The bundled pixy example is a dense chr2L windowed data set. It contains 4,000 tidy rows across five statistics: 500 pairwise Dxy windows, 500 pairwise FST windows, and 1,000 within-population windows each for pi, Tajima’s D, and Watterson’s theta. Windows are 100 bp wide and span positions 1–50,000.

pixy_dir <- ggpop_extdata("Population_genomics_statistics", "pixy")
stats <- import_stats(pixy_dir, type = "pixy")
class(stats)
#> [1] "ggpop_stats" "data.frame"
unique(stats$stat)
#> [1] "dxy"             "fst"             "pi"             
#> [4] "tajima_d"        "watterson_theta"
range(stats$start)
#> [1]     1 49901

You can also import selected files explicitly:

selected <- import_stats(
  pixy_dir,
  pi = "pixy_pi.txt",
  fst = "pixy_fst.txt",
  tajima = "pixy_tajima_d.txt",
  type = "pixy"
)
unique(selected$stat)
#> [1] "dxy"             "fst"             "pi"             
#> [4] "tajima_d"        "watterson_theta"

Import vcftools results

vcftools results use a different column naming convention, but enter the same typed plotting object. Supported examples include .windowed.pi, .windowed.weir.fst, and .Tajima.D files.

vcftools_dir <- ggpop_extdata("Population_genomics_statistics", "vcftools")
vcftools_stats <- import_stats(vcftools_dir, type = "vcftools")
class(vcftools_stats)
#> [1] "ggpop_stats" "data.frame"
unique(vcftools_stats$stat)
#> [1] "tajima_d" "pi"       "fst"

Explicit file selection works the same way:

vcftools_selected <- import_stats(
  vcftools_dir,
  pi = "vcftools.windowed.pi",
  fst = "vcftools.windowed.weir.fst",
  tajima = "vcftools.Tajima.D",
  type = "vcftools"
)
unique(vcftools_selected$stat)
#> [1] "tajima_d" "pi"       "fst"

* _RECORDED INFORMATION_:

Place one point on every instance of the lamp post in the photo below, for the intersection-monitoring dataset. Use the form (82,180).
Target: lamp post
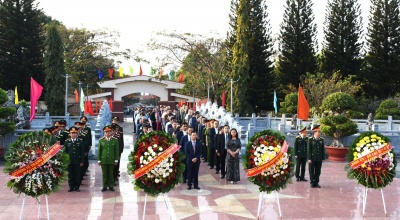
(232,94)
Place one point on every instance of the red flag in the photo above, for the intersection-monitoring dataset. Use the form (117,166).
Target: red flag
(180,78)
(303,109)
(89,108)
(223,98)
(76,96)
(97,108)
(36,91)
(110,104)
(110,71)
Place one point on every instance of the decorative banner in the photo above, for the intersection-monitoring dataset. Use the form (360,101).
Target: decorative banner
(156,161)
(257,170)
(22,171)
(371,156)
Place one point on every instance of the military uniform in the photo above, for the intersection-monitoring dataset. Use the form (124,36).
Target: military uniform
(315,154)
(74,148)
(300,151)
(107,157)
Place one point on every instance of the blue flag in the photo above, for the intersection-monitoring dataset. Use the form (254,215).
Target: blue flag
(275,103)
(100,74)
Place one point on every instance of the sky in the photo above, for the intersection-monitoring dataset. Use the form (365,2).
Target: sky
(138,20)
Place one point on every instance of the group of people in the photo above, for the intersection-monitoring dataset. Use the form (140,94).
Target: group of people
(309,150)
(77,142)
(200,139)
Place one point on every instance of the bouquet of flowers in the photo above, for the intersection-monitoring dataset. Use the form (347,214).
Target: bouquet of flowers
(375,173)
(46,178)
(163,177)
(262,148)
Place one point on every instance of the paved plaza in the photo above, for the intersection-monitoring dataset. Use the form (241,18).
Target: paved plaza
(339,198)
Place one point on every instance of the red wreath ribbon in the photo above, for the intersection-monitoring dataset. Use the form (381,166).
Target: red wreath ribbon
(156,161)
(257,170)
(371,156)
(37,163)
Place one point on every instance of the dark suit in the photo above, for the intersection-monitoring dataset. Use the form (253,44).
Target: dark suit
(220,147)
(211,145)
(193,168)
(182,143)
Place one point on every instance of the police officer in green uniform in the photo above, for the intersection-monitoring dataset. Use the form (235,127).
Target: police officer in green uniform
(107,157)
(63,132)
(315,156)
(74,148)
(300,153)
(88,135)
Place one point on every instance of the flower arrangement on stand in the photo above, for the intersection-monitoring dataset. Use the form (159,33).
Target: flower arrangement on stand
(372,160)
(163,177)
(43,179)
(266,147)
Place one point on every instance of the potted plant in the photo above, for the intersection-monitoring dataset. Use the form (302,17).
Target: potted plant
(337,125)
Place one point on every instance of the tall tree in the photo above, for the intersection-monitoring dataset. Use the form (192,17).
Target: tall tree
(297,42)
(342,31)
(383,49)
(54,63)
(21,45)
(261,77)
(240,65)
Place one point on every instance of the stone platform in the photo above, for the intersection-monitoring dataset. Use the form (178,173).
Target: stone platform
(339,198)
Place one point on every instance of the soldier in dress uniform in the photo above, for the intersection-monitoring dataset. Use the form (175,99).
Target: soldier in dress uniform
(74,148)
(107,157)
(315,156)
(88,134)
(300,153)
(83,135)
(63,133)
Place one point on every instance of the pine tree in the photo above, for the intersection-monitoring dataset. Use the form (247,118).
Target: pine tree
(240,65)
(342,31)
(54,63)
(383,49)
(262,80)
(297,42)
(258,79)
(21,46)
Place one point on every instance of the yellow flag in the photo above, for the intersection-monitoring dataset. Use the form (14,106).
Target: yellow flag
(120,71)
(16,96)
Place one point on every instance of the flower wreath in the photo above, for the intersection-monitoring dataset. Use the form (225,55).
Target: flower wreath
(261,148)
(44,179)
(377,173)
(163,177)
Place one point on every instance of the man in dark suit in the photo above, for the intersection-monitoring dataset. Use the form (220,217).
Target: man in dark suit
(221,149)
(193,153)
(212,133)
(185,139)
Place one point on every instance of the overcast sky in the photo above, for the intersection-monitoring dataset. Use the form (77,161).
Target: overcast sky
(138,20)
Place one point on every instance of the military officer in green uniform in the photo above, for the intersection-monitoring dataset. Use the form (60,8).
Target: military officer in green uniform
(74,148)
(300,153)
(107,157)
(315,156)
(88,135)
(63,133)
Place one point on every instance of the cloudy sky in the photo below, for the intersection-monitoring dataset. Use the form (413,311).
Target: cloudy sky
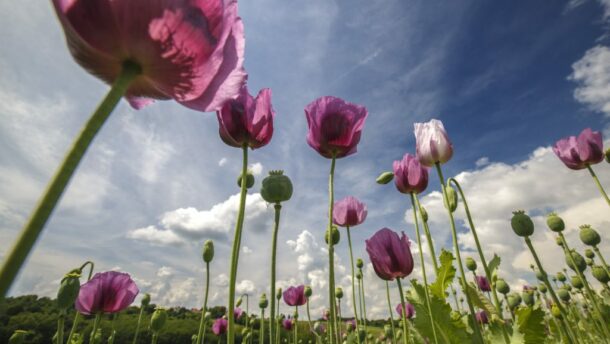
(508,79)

* _TASK INSTRUCTIONS_:
a. In the stats import guide, rewrite everything from "stats <- import_stats(pixy_dir, type" down to "range(stats$start)", putting "pixy_path" wherever "pixy_dir" occurs.
b. According to the stats import guide, how wide are the windows in the bundled pixy example?
c. Extend the stats import guide beyond its last line.

* _TASK RESPONSES_:
a.
stats <- import_stats(pixy_path, type = "pixy")
class(stats)
#> [1] "ggpop_stats" "data.frame"
unique(stats$stat)
#> [1] "dxy"             "fst"             "pi"             
#> [4] "tajima_d"        "watterson_theta"
range(stats$start)

b. 100 bp

c.
Plot all statistics

By default, stat = "all" stacks the selected statistics vertically and keeps the x-axis aligned. This mirrors the usual pixy plotting layout for comparing windowed summaries across the same genomic coordinate system. For the bundled example, all panels use chr2L 100 bp windows across the first 50 kb.

plot_stats(stats, stat = "all", chr = "chr2L")

Faceted line plot of population genomics statistics across chr2L. Five statistic panels are stacked vertically for Dxy, FST, pi, Tajima's D, and Watterson's theta. Genomic position in megabases is on the shared x-axis from 1 to 50,000 bases, and each panel has its own statistic value scale.

The same plotting path works for vcftools imports:

plot_stats(vcftools_stats, stat = "all", chr = "chr2L")

Faceted line plot from vcftools results. FST, pi, and Tajima's D are stacked vertically, genomic position in megabases is on the x-axis, and each panel has its own statistic value scale.

Select statistics and regions

Use stat to choose one or more summaries, chr to select chromosomes, and start / end to focus on windows overlapping a region.

plot_stats(stats, stat = c("fst", "pi"), chr = "chr2L")

Two-panel line plot. FST and pi are stacked vertically for chromosome chr2L using 100 bp windows, with genomic position in megabases on the shared x-axis and each statistic value on its own y-axis.

plot_stats(stats, chr = "chr2L", start = 1, end = 20000)

Regional line plot of population genomics statistics. Windows on chromosome chr2L overlapping bases 1 to 20,000 are shown, focusing all statistic panels on the first two-fifths of the bundled 50 kb example region.

Multiple chromosomes can be selected. When more than one chromosome is shown, the default plot uses points to avoid implying continuous genomic distance between chromosomes. The bundled pixy example contains only chr2L, so the multi-chromosome example below uses the vcftools import if multiple chromosomes are present in user data.

plot_stats(stats, chr = c("chr1", "chr2"))

Layered workflow

The layered API follows the same grammar as the other modules:

stats |>
  ggpop() +
  geom_stats(stat = c("fst", "pi"), chr = "chr2L")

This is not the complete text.